## ACTIVITY 1
In the news excerpt about the Tel Aviv bus bombing, list every building or institution the smoke is said to have billowed above.
## ACTIVITY 2
Pick up the news excerpt about the Tel Aviv bus bombing after its final sentence and write what comes next.

## DOCUMENT EXCERPT
┏━━

The final hours of the confrontation proved to be some its bloodiest, with at least 18 Palestinian dead and six Israelis wounded.

At noon, an explosion ripped through a Number 142 bus without warning as it passed through King Saul Boulevard, the military and cultural artery of Israel’s populated heartland.

More than 20 people were injured, two seriously, as black smoke billowed into the air above Israel army headquarters, the Ministry of Defence, and Tel Aviv’s opera house, law courts and art museum.

Police cast a dragnet over the city, searching for two women that some eyewitnesses suspected of planting a bomb and then escaping. The nearby Azrieli Mall was closed and security personnel across the country were placed on high alert.

Two suspects were arrested several hours later on a road leading to the West Bank.

“We have been on alert for the past week, prepared for the possibility of incidents, of terror attacks, like this,” Police Commissioner Yohanan Danino told reporters at the scene.

It was the first attack for several years in Tel Aviv, though it has been targeted by Hamas rockets in the past week, all of which were intercepted.

┗━━

## AVAILABLE DATA
┏━━

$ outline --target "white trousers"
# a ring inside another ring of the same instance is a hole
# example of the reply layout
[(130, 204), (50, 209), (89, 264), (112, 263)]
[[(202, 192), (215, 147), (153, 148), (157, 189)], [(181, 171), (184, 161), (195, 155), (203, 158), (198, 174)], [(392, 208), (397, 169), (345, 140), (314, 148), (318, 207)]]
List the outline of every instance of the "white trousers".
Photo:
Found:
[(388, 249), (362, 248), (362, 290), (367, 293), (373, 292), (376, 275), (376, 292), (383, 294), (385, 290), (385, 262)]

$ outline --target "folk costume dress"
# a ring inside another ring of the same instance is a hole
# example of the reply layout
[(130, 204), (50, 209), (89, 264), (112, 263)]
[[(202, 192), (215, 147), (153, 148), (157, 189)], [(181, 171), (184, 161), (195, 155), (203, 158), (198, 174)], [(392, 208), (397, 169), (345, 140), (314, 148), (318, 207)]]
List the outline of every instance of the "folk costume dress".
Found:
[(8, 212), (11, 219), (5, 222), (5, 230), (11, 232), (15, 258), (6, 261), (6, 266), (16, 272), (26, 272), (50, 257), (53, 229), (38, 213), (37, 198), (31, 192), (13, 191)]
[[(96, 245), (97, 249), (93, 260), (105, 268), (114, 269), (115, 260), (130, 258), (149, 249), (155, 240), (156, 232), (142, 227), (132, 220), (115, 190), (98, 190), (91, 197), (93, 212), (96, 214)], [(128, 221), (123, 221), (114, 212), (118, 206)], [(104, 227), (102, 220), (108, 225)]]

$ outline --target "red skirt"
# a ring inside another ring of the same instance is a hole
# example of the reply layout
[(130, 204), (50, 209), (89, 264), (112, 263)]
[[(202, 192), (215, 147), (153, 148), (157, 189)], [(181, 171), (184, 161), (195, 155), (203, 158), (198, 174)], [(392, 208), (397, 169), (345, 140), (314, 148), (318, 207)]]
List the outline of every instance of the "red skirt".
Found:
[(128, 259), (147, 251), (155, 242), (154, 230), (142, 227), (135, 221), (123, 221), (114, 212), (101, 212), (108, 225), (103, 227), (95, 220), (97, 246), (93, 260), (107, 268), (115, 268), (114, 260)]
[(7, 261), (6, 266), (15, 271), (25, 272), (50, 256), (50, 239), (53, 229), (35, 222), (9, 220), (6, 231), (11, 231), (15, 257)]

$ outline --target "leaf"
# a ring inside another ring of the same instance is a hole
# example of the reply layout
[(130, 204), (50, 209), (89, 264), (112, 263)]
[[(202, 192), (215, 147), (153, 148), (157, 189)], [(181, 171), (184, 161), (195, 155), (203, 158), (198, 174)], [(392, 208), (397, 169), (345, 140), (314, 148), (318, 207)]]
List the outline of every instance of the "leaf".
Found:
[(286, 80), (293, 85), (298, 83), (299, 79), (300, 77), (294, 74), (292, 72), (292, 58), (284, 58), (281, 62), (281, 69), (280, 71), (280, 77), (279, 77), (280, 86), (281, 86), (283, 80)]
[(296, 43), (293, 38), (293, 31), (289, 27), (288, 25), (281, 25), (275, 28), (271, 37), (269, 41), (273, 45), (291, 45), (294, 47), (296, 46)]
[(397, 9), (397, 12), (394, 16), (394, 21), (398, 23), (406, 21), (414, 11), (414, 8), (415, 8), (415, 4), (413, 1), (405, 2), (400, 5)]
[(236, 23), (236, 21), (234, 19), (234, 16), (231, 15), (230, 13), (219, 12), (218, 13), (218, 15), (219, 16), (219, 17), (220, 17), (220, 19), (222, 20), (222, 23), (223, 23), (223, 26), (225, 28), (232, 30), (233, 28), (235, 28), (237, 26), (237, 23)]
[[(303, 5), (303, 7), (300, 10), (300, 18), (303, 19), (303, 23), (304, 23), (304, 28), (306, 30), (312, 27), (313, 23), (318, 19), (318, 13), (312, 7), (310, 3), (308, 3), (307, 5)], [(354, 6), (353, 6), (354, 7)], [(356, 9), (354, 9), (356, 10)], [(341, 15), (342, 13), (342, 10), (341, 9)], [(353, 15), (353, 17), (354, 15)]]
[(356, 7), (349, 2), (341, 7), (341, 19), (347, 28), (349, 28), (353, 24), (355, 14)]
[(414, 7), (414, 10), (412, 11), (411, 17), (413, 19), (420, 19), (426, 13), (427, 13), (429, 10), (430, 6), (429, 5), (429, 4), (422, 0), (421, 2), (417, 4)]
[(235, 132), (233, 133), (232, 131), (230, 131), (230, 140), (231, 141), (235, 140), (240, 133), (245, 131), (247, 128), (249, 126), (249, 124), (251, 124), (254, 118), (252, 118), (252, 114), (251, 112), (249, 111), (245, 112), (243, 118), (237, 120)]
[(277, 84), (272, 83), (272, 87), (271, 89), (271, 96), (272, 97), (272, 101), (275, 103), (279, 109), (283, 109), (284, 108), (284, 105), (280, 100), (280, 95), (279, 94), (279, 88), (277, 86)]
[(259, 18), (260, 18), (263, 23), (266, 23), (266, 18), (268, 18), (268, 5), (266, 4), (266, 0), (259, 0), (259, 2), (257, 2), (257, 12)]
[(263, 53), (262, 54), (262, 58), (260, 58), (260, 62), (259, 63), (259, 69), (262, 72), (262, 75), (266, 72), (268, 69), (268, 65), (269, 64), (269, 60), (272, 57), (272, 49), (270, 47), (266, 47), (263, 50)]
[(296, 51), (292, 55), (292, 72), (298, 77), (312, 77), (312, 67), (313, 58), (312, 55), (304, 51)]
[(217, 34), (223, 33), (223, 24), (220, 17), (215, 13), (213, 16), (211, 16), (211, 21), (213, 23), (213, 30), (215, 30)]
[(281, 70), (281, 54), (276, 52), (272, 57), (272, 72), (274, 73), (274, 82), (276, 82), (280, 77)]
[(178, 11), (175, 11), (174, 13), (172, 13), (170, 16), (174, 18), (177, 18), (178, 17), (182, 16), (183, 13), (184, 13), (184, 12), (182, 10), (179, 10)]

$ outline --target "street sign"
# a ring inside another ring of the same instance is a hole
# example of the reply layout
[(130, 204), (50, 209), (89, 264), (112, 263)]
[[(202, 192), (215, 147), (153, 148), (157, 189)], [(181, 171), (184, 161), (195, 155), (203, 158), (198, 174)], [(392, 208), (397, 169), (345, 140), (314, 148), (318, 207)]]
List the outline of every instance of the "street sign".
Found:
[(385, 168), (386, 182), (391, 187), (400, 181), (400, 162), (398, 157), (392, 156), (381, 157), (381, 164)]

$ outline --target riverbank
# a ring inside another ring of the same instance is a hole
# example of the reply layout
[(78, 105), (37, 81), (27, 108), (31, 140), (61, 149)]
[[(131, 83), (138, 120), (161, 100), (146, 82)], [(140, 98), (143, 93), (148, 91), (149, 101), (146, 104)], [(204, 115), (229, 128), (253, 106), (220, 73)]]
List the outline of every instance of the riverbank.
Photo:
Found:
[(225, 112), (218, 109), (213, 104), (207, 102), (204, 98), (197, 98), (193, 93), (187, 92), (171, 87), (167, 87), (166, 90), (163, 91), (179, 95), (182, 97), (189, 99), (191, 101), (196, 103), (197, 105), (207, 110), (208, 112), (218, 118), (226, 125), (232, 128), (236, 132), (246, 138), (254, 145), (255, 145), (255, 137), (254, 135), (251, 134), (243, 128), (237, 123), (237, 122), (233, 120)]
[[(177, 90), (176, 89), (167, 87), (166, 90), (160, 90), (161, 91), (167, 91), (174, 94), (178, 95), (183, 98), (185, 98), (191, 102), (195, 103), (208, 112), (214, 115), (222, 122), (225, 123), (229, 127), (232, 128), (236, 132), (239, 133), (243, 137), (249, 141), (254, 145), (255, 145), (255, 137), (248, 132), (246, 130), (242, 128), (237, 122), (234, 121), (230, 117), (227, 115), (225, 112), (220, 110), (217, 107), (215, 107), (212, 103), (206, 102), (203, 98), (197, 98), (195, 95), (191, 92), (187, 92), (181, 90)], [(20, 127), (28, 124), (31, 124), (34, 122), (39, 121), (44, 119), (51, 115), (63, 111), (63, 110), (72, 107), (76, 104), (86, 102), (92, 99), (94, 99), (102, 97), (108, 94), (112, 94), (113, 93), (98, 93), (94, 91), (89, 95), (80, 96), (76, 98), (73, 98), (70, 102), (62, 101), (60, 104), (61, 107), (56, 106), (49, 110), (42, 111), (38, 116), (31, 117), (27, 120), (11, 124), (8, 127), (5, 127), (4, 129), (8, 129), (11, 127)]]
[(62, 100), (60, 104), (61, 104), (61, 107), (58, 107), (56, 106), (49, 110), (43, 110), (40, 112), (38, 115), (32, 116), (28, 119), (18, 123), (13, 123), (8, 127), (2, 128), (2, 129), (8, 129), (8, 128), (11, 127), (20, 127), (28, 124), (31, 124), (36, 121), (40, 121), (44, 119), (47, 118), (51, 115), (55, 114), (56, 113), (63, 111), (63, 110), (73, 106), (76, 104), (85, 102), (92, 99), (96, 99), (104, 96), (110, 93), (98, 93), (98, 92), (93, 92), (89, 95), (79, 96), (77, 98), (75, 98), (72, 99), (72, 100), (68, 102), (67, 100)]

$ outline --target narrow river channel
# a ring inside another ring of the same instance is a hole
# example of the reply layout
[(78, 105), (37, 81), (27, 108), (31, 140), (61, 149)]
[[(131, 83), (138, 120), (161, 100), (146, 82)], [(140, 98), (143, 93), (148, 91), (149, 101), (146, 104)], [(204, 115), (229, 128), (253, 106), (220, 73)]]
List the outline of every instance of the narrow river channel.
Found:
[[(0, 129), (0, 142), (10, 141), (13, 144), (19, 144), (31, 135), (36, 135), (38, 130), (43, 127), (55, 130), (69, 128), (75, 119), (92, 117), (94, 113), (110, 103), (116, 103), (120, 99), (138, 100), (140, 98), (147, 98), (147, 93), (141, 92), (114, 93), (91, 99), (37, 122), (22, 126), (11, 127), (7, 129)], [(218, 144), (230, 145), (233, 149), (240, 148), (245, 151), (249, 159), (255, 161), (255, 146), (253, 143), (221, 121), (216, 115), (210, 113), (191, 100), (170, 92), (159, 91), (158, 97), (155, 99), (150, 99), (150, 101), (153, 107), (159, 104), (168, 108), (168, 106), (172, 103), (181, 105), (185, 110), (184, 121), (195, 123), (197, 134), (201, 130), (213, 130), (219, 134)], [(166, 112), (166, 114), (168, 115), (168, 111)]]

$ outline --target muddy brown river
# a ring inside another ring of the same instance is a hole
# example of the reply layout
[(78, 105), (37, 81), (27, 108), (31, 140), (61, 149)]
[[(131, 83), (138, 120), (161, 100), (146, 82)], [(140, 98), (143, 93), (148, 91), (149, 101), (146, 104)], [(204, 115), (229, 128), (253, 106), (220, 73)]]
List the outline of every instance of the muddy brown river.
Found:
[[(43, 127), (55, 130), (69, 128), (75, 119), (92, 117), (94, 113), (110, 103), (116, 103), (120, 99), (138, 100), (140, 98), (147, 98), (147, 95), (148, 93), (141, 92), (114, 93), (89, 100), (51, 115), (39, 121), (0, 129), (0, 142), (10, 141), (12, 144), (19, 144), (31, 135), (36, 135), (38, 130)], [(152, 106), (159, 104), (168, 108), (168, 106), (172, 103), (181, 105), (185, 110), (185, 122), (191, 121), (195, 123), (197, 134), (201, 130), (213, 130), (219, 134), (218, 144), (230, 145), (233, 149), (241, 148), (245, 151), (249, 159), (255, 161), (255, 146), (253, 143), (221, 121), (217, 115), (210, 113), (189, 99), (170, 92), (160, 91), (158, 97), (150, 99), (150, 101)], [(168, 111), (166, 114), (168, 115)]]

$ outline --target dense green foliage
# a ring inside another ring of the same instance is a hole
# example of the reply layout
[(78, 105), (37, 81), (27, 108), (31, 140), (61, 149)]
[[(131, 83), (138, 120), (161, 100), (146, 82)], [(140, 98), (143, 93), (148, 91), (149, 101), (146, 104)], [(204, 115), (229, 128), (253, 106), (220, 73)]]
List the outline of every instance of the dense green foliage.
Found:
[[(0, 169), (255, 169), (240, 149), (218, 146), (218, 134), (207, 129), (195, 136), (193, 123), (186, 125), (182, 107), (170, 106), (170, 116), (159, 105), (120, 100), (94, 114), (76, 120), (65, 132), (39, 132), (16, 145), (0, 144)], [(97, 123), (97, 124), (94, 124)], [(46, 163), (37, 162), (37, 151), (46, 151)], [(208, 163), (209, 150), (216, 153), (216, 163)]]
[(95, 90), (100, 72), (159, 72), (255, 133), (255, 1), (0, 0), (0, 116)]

┗━━

## REPLY 1
- Israel army headquarters
- the Ministry of Defence
- Tel Aviv's opera house
- the law courts
- the art museum

## REPLY 2
“There was a horrible explosion. We were sure at first that it was a strike on Tel Aviv and the sirens just didn’t go off,” said Tomer Simon, whose office overlooks the scene.

“I opened my office window and saw the bus wrecked. I ran and tried to help those who were injured as much as I could. All the windows of the bus were smashed,” Mr Simon told the Israeli Ynet news website.

Last Saturday, Al-Aqsa, the Hamas TV station, released a video taunting Israelis in Hebrew: “We miss the suicide bombings. Wait for us at bus stops and cafes.”

In Gaza, Hamas spokesman Sami Abu Zuhri welcomed the explosion. Celebratory sweet cakes were handed out in Gaza's main hospital.

”Hamas blesses the attack in Tel Aviv and sees it as a natural response to the Israeli massacres...in Gaza,“ Mr Abu Zuhri told Reuters. ”Palestinian factions will resort to all means in order to protect our Palestinian civilians in the absence of a world effort to stop the Israeli aggression.“

Meanwhile, Hamas rained down more than 115 rockets across southern Israel, sending people running for cover all day. One barrage aimed towards Beersheba was intercepted by the Iron Dome missile defence system. A house in Beer Tuvia was struck twice. Seven people were seriously injured.

Israeli forces kept up a continuous bombardment of more than 100 targets across the Gaza Strip, including four rocket-launching cells in Khan Younis and Jabalia. At least eight people were killed by Israeli airstrikes that demolished several houses and targeted smuggling tunnels under the Egyptian border.

The army said it also attacked “several buildings that belong to senior Hamas operatives and serve as command and control centers.”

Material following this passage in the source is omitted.